### EXERCISE DIRECTIONS
Return every line in the data below that contains the string "Target", copying each one in full.

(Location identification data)
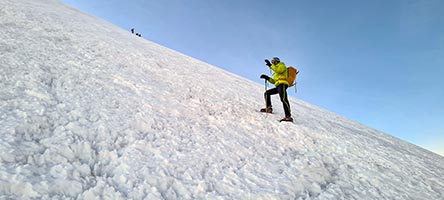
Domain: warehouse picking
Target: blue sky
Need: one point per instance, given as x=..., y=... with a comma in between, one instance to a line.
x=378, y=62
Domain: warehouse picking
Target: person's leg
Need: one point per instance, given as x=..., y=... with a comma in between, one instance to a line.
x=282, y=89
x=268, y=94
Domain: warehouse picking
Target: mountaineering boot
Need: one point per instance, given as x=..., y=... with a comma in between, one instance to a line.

==

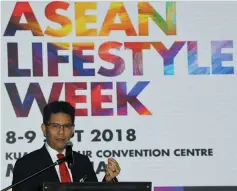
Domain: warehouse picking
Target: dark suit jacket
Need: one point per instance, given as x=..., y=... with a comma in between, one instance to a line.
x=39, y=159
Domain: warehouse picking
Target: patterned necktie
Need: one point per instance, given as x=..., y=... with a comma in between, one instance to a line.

### RESULT OF THE TASK
Target: blue sky
Target: person's leg
Target: mountaineering boot
Target: dark suit jacket
Target: patterned necktie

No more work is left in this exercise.